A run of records
################
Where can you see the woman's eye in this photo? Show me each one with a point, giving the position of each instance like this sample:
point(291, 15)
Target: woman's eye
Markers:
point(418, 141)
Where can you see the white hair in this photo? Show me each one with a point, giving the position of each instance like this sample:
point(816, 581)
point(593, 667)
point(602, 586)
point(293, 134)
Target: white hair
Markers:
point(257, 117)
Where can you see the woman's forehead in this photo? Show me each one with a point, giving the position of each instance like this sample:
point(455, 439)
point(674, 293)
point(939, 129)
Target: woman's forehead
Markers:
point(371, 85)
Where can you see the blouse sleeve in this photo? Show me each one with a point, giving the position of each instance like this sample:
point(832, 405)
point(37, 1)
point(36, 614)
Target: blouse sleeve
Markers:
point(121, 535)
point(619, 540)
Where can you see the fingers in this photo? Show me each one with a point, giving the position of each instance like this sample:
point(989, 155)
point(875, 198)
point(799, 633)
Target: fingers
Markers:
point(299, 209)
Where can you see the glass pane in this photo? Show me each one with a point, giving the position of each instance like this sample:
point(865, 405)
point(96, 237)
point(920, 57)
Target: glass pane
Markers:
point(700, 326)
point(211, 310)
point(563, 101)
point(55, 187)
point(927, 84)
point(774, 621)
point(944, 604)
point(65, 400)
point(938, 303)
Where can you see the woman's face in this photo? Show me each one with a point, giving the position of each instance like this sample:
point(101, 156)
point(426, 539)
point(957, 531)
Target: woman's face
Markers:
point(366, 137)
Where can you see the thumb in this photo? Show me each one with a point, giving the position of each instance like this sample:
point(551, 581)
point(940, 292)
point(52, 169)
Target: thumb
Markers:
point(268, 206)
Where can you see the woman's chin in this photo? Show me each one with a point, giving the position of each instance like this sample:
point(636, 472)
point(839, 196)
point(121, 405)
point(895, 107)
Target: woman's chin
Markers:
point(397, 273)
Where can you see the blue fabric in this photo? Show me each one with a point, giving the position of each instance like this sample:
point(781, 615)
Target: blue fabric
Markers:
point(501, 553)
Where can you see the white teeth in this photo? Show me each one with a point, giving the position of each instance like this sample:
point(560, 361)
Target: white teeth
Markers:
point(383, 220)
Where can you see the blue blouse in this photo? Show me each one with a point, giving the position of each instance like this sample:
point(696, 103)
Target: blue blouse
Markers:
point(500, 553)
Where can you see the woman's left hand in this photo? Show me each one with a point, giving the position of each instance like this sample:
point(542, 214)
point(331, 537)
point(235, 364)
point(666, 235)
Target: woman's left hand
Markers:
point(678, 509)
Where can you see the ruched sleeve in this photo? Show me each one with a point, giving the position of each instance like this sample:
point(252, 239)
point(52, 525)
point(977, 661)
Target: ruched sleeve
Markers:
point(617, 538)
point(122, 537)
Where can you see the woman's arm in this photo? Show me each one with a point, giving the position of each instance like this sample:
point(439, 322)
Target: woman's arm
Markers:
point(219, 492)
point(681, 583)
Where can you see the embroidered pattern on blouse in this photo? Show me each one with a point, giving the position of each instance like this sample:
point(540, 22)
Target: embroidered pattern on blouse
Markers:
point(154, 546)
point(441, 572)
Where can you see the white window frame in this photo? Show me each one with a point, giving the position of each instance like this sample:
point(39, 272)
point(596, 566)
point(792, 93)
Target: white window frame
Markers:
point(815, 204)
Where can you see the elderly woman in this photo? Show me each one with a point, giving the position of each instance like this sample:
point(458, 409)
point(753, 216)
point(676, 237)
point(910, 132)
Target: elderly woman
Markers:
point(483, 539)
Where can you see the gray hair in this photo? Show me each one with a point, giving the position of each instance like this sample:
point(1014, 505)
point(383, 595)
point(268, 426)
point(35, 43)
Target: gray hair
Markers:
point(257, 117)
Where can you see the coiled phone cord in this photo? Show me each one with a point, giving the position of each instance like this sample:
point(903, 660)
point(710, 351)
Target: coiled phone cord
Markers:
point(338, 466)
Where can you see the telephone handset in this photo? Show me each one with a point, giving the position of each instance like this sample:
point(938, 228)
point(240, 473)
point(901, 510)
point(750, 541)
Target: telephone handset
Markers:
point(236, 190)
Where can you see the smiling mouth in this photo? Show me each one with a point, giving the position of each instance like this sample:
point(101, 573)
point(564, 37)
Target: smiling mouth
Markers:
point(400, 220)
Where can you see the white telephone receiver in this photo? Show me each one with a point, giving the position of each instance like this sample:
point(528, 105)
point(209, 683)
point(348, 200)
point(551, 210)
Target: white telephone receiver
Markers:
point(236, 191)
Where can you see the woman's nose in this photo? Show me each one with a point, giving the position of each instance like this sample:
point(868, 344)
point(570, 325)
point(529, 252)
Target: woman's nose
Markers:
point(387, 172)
################
§ EXERCISE AIM: Rewrite all of the lines above with every "Where can you see" changed to "Where do you find", keeping the rest unchanged.

§ ANSWER IN FULL:
Where do you find the woman's eye in this photo? Show me each one with a point, giving the position of each instance like this sample:
point(291, 15)
Target: woman's eye
Markers:
point(418, 141)
Where do you find the white hair in this photo? Show me each one with a point, giving the position of each instance like this sample:
point(816, 581)
point(593, 667)
point(602, 586)
point(293, 134)
Target: white hair
Markers:
point(257, 117)
Where do you find the woman's forehead in this photo? Show me each one with a point, giving the position of each instance like this sample:
point(455, 439)
point(674, 293)
point(939, 129)
Target: woman's forehead
Markers:
point(371, 85)
Where do you find the blouse sleeve in this photo? Show me each one with a point, giving the position of each instance like this sample:
point(832, 405)
point(37, 1)
point(36, 614)
Target: blouse sleeve
Markers:
point(121, 535)
point(619, 540)
Where do you find the fingers in this photo? Show me each one with a point, giving the position of each instance like this sample:
point(989, 155)
point(875, 198)
point(799, 633)
Target: fingers
Markers:
point(299, 209)
Where do you find the glass pane in this photo? Show me each one with a point, giving the position of each instance like this sample:
point(865, 405)
point(96, 237)
point(920, 57)
Target: glass pane
Markers:
point(700, 326)
point(211, 310)
point(563, 101)
point(55, 187)
point(927, 84)
point(774, 621)
point(944, 604)
point(65, 400)
point(938, 303)
Where do you find the woman's face in this photo? Show me each one with a point, giving the position of each instance like this sample:
point(101, 156)
point(426, 539)
point(957, 531)
Target: woman's face
Markers:
point(366, 137)
Where do you find the thumb in this photo? Show me each one with a point, giving the position of each instance like this sample:
point(551, 581)
point(940, 292)
point(52, 169)
Target: thumb
Markers:
point(268, 206)
Where do you find the woman's chin in this photo? Show me each one with a point, giving the position of each instance like this sample:
point(636, 472)
point(839, 196)
point(121, 405)
point(895, 107)
Target: woman's chin
Markers:
point(397, 273)
Where do you find the blue fabric in this photo? Show me each one with a point, giving the position of each instance like this sample:
point(781, 615)
Target: blue fabric
Markers:
point(501, 553)
Where do you find the white teeth in this photo? Show me each one with a point, giving the position of each instance like this sample:
point(560, 361)
Target: white teeth
Markers:
point(383, 220)
Where do you find the blue blouse in this photo? Show me each one with a point, giving the position of each instance like this sample:
point(696, 103)
Target: blue blouse
Markers:
point(500, 553)
Where do you find the woman's left hand in this photo? Show me each one with a point, giving the position of each instance like this sample:
point(542, 214)
point(331, 537)
point(235, 364)
point(666, 235)
Target: woman's left hand
Markers:
point(678, 509)
Where do you find the ruched sleeve in this photo? Show me each one with a point, giving the position of each instance like this sample:
point(252, 239)
point(52, 525)
point(977, 661)
Target: ruched sleeve
Markers:
point(617, 538)
point(122, 537)
Where do you find the woman's arm in this photo? Show me each one with a point, giving the position of each instance like this sample:
point(439, 322)
Target: woman's arm
Markers:
point(219, 492)
point(681, 583)
Where do you find the embroidered pattern on blouse in this photo? Show me each one with a point, giving the position of each instance like this sample:
point(540, 22)
Target: embroidered pattern on blouse
Markers:
point(154, 546)
point(441, 572)
Where do you find the white window frame in this photo? Show me each one with a point, giving the position of each instance like this sample:
point(39, 272)
point(596, 566)
point(792, 93)
Target: white window frame
Markers:
point(815, 204)
Where do you find the elderly woman in this photo? Show me each one with a point, giving the position of each instance like this sample:
point(458, 409)
point(753, 216)
point(676, 237)
point(910, 132)
Target: elderly woman
Markers:
point(483, 539)
Where do you find the gray hair in this photo? Show me each one with a point, giving the position of each instance like this sample:
point(1014, 505)
point(383, 595)
point(268, 426)
point(35, 43)
Target: gray hair
Markers:
point(257, 117)
Where do you find the coiled phone cord in this photo? Show me each one with a point, giving the position of each instance like this sample:
point(903, 660)
point(710, 351)
Target: coiled phone cord
Markers:
point(338, 466)
Where do you find the telephone handset in this photo? Show me each one with a point, giving the position of each instance like this sample:
point(938, 228)
point(240, 473)
point(901, 510)
point(750, 541)
Target: telephone handset
Markers:
point(236, 190)
Where do you find the smiling mouth in this photo? Show me each one with a point, giving the position of each instance like this sample:
point(101, 573)
point(564, 37)
Target: smiling mouth
Markers:
point(400, 220)
Where do you find the white telephone receiver in this photo? Show me each one with a point, giving the position of each instance like this sample:
point(528, 105)
point(209, 683)
point(348, 200)
point(551, 210)
Target: white telephone receiver
Markers:
point(236, 191)
Where do you find the woman's nose in this photo? Show me each one with a point, giving the position of each instance like this sample:
point(868, 344)
point(570, 325)
point(529, 252)
Target: woman's nose
Markers:
point(387, 172)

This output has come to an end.